(THE RECORDS):
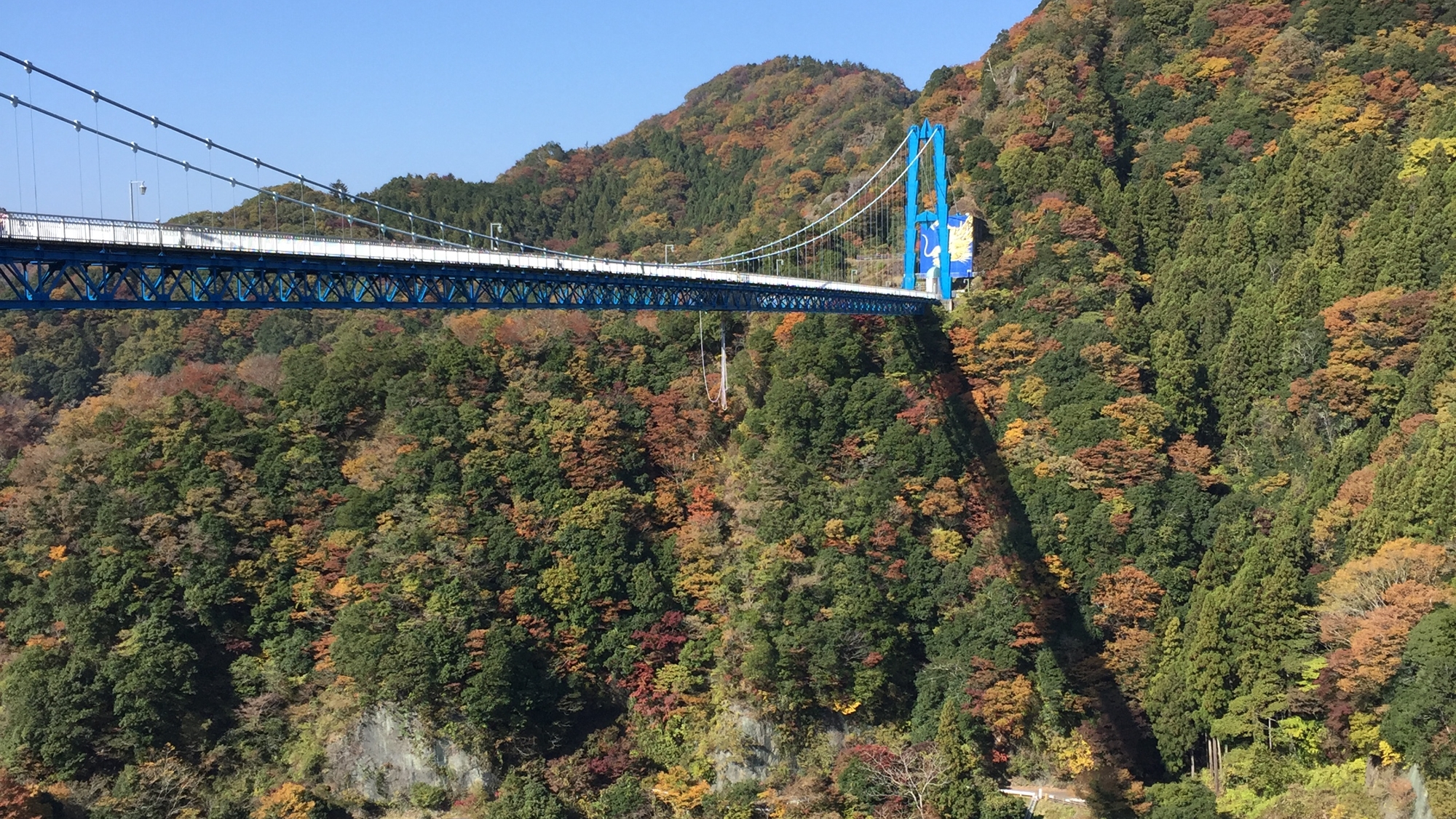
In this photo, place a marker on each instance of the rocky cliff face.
(388, 751)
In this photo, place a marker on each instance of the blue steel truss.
(65, 277)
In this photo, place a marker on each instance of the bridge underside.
(55, 277)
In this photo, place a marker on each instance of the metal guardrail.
(47, 229)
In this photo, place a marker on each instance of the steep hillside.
(1161, 513)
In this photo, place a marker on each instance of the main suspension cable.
(159, 123)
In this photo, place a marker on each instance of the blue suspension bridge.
(867, 254)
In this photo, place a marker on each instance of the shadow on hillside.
(1077, 649)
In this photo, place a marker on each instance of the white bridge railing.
(119, 234)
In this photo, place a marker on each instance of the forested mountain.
(1161, 513)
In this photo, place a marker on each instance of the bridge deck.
(58, 242)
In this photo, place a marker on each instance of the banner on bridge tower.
(962, 247)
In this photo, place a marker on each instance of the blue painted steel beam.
(68, 277)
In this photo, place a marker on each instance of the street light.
(132, 194)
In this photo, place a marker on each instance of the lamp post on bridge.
(132, 194)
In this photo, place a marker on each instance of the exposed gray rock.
(388, 751)
(751, 748)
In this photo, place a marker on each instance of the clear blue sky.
(368, 91)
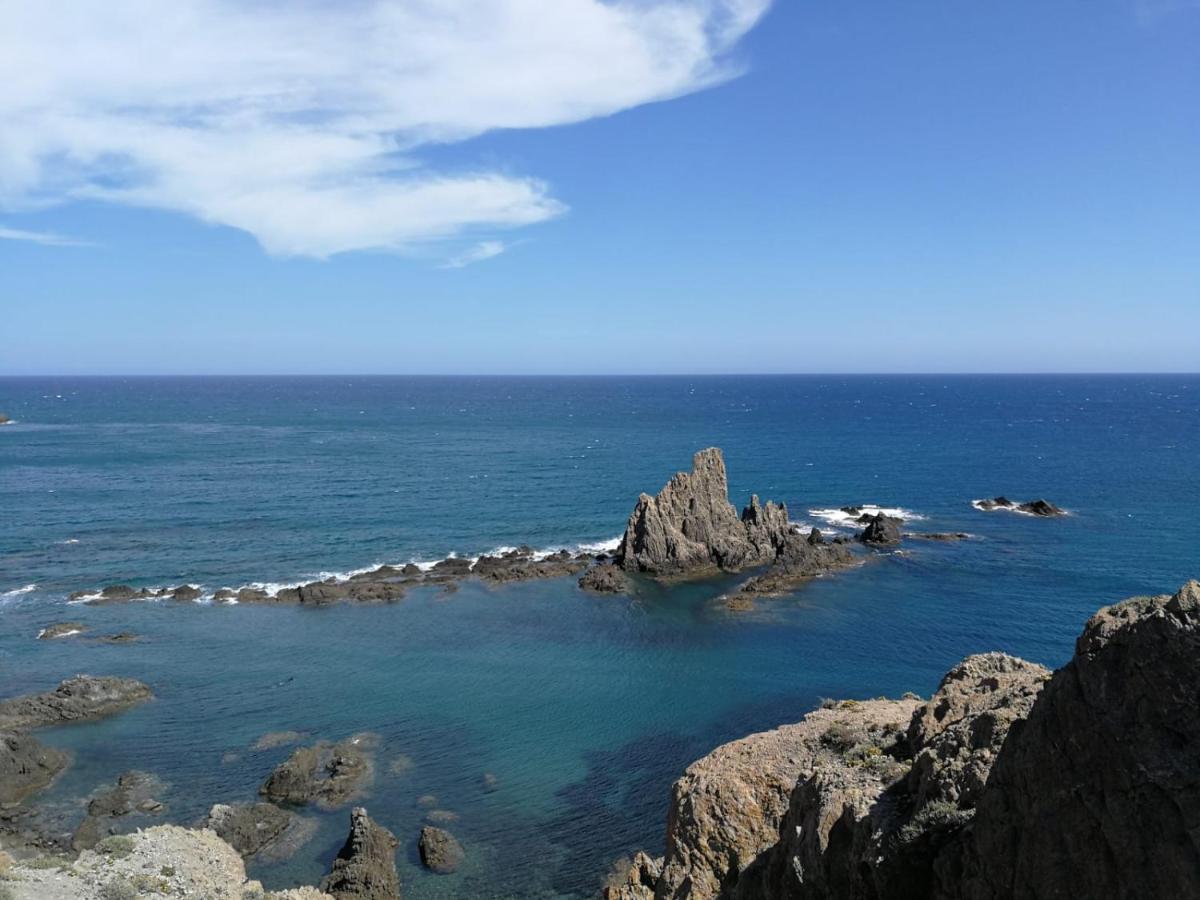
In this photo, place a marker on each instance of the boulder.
(1041, 508)
(881, 531)
(365, 868)
(27, 766)
(61, 629)
(605, 579)
(79, 699)
(329, 775)
(441, 852)
(261, 829)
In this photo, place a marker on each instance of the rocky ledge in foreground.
(1033, 508)
(1008, 783)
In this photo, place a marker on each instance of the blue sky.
(690, 186)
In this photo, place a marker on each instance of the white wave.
(61, 634)
(840, 519)
(1014, 507)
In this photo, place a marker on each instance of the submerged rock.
(329, 775)
(79, 699)
(881, 531)
(133, 793)
(61, 629)
(261, 829)
(365, 868)
(27, 766)
(441, 852)
(801, 559)
(605, 579)
(690, 526)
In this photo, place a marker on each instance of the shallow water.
(585, 708)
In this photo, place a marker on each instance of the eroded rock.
(365, 868)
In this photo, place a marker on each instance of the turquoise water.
(585, 708)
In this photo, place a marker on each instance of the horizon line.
(605, 375)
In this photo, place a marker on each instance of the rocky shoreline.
(689, 529)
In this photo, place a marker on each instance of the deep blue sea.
(585, 708)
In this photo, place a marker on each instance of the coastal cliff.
(1011, 781)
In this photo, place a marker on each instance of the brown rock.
(365, 868)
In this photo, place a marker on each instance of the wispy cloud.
(47, 238)
(1151, 12)
(307, 124)
(478, 253)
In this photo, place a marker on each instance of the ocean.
(583, 708)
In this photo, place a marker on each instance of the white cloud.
(48, 238)
(478, 253)
(304, 123)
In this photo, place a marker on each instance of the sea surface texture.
(582, 708)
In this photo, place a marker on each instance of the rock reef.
(365, 868)
(328, 775)
(76, 700)
(1033, 508)
(1008, 783)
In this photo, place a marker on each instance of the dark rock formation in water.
(365, 868)
(261, 829)
(1009, 783)
(605, 579)
(27, 766)
(881, 531)
(61, 629)
(329, 775)
(690, 526)
(441, 852)
(76, 700)
(799, 559)
(136, 792)
(1035, 508)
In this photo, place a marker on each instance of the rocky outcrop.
(136, 792)
(261, 829)
(441, 852)
(365, 868)
(690, 526)
(76, 700)
(799, 559)
(27, 766)
(1009, 783)
(325, 774)
(166, 861)
(727, 808)
(881, 531)
(1097, 793)
(605, 579)
(1033, 508)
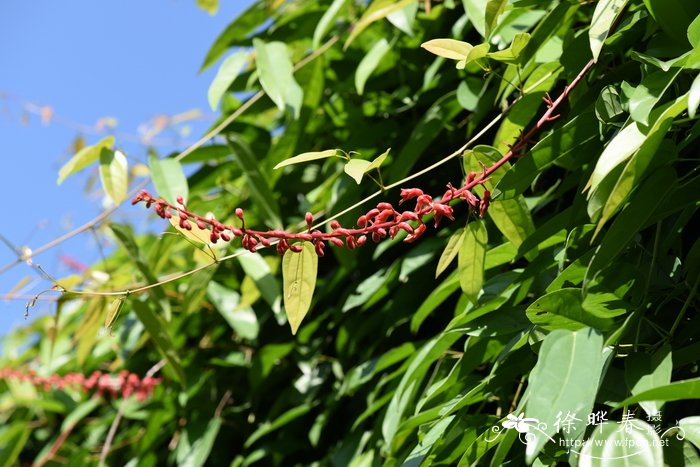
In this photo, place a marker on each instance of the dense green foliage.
(574, 296)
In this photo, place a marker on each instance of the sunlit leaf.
(454, 243)
(228, 71)
(277, 76)
(369, 63)
(299, 277)
(308, 156)
(326, 22)
(84, 157)
(169, 179)
(448, 48)
(603, 17)
(114, 174)
(470, 260)
(357, 168)
(376, 11)
(634, 443)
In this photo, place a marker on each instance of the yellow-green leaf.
(299, 280)
(277, 76)
(210, 6)
(113, 312)
(379, 9)
(228, 71)
(378, 161)
(83, 158)
(356, 168)
(114, 174)
(307, 156)
(472, 254)
(196, 234)
(454, 243)
(603, 17)
(448, 48)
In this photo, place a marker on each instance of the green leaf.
(279, 422)
(644, 371)
(357, 168)
(84, 157)
(228, 71)
(563, 309)
(307, 156)
(114, 175)
(618, 150)
(678, 390)
(242, 320)
(158, 330)
(210, 6)
(603, 18)
(557, 384)
(259, 188)
(13, 439)
(255, 267)
(694, 97)
(648, 93)
(691, 429)
(494, 9)
(651, 194)
(299, 278)
(237, 33)
(454, 243)
(169, 179)
(377, 161)
(472, 254)
(369, 63)
(113, 312)
(635, 443)
(197, 451)
(512, 53)
(448, 48)
(326, 22)
(277, 76)
(476, 12)
(376, 11)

(YOUR GOAL):
Copy all records exactly, no images.

(ANSWER SPACE):
In this photo, place a marker on each instance of the rocky cliff face.
(388, 751)
In this photo, place a marker on each instance of the blue steel truss.
(65, 277)
In this photo, place a marker on each instance of the bridge underside.
(55, 277)
In this photo, place a marker on each instance of the metal guardrail.
(47, 229)
In this photo, place a marker on each instance of the steep hillside.
(1161, 513)
In this photo, place a marker on each instance of the main suspension cable.
(159, 123)
In this photo, place a marker on each instance of the blue suspension bridge.
(867, 254)
In this photo, place a marker on each instance of the shadow on hillside.
(1077, 649)
In this photo, place a marker on each instance of the white bridge railing.
(119, 234)
In this photo, place a marker on each instance of the forested mountain.
(1161, 513)
In this photo, place a marker on each instance of the bridge deck.
(58, 242)
In this photo, place a marker on each instance of the banner on bridge tower.
(962, 247)
In this photo, place a marker on each instance of the blue painted steel beam.
(68, 277)
In this photo, place a marker on each instance of the street light.
(132, 194)
In this photo, place a marker on each instance of the lamp post on bridge.
(132, 194)
In this photo, place a marker on each instance of the exposed gray rock.
(388, 751)
(751, 748)
In this photo, place a marker on each instance of the clear blue sky.
(368, 91)
In this photo, place a marker on each instance of the boulder.
(1041, 508)
(881, 531)
(365, 868)
(27, 766)
(61, 629)
(605, 579)
(79, 699)
(329, 775)
(441, 852)
(261, 829)
In this photo, place a marker on each instance of the rocky ledge in foreground.
(1033, 508)
(1008, 783)
In this photo, place a marker on each instance of the blue sky.
(690, 186)
In this photo, place a marker on each instance of the white wave.
(61, 634)
(840, 519)
(1014, 507)
In this photo, place a marker on each instance of the submerged rock.
(329, 775)
(79, 699)
(881, 531)
(133, 793)
(61, 629)
(261, 829)
(365, 868)
(27, 766)
(441, 852)
(801, 559)
(605, 579)
(690, 526)
In this photo, place a marker on each instance of the shallow water.
(585, 708)
In this photo, place a marker on each instance of the eroded rock.
(365, 868)
In this photo, place a marker on each instance of the turquoise water.
(585, 708)
In this photo, place a marker on each instance of the horizon line.
(605, 375)
In this photo, place a marker on each instance of the rocky shoreline.
(689, 529)
In this photo, place a marker on each instance of the deep blue sea.
(585, 708)
In this photo, place a marker on each instance of the coastal cliff.
(1011, 781)
In this photo, place a marker on each instance of the brown rock.
(365, 868)
In this photo, place a marker on each instance of the wispy cloud.
(47, 238)
(1151, 12)
(307, 124)
(478, 253)
In this photo, place a marker on each instance of the ocean.
(583, 708)
In this photo, place a marker on each instance of the white cloud.
(48, 238)
(478, 253)
(304, 123)
In this photo, place a marker on each instance of the sea surface texture.
(582, 708)
In this photo, place a marker on each instance of the rock reef.
(365, 868)
(328, 775)
(76, 700)
(1033, 508)
(1008, 783)
In this photo, place a marker on each instance of the dark rock formation in water.
(365, 868)
(261, 829)
(1009, 783)
(605, 579)
(27, 766)
(881, 531)
(61, 629)
(329, 775)
(690, 526)
(441, 852)
(76, 700)
(799, 559)
(136, 792)
(1035, 508)
In this photo, place a marker on each instance of the rocky outcrop.
(136, 792)
(261, 829)
(441, 852)
(365, 868)
(690, 526)
(76, 700)
(799, 559)
(27, 766)
(1009, 783)
(325, 774)
(166, 861)
(727, 808)
(881, 531)
(1097, 793)
(605, 579)
(1033, 508)
In this photo, place a marker on each instance of the dense green foliage.
(574, 296)
In this photo, place a marker on each instance of the sunlit leaf.
(454, 243)
(228, 71)
(277, 76)
(369, 63)
(299, 277)
(308, 156)
(326, 22)
(84, 157)
(169, 179)
(448, 48)
(603, 17)
(114, 174)
(470, 260)
(357, 168)
(376, 11)
(634, 443)
In this photo, place a marker on each instance of the yellow-green leaf.
(299, 280)
(277, 76)
(210, 6)
(113, 312)
(379, 9)
(228, 71)
(378, 161)
(83, 158)
(356, 168)
(114, 174)
(307, 156)
(472, 254)
(196, 234)
(454, 243)
(603, 17)
(448, 48)
In this photo, place a marker on each instance of the green leaf.
(279, 422)
(644, 371)
(357, 168)
(84, 157)
(228, 71)
(563, 309)
(307, 156)
(114, 175)
(618, 150)
(678, 390)
(242, 320)
(158, 330)
(210, 6)
(603, 18)
(557, 384)
(259, 188)
(13, 439)
(255, 267)
(694, 97)
(648, 93)
(691, 429)
(494, 9)
(651, 194)
(299, 278)
(237, 33)
(454, 243)
(169, 179)
(377, 161)
(472, 254)
(369, 63)
(113, 312)
(635, 443)
(197, 451)
(512, 53)
(448, 48)
(326, 22)
(277, 76)
(476, 12)
(376, 11)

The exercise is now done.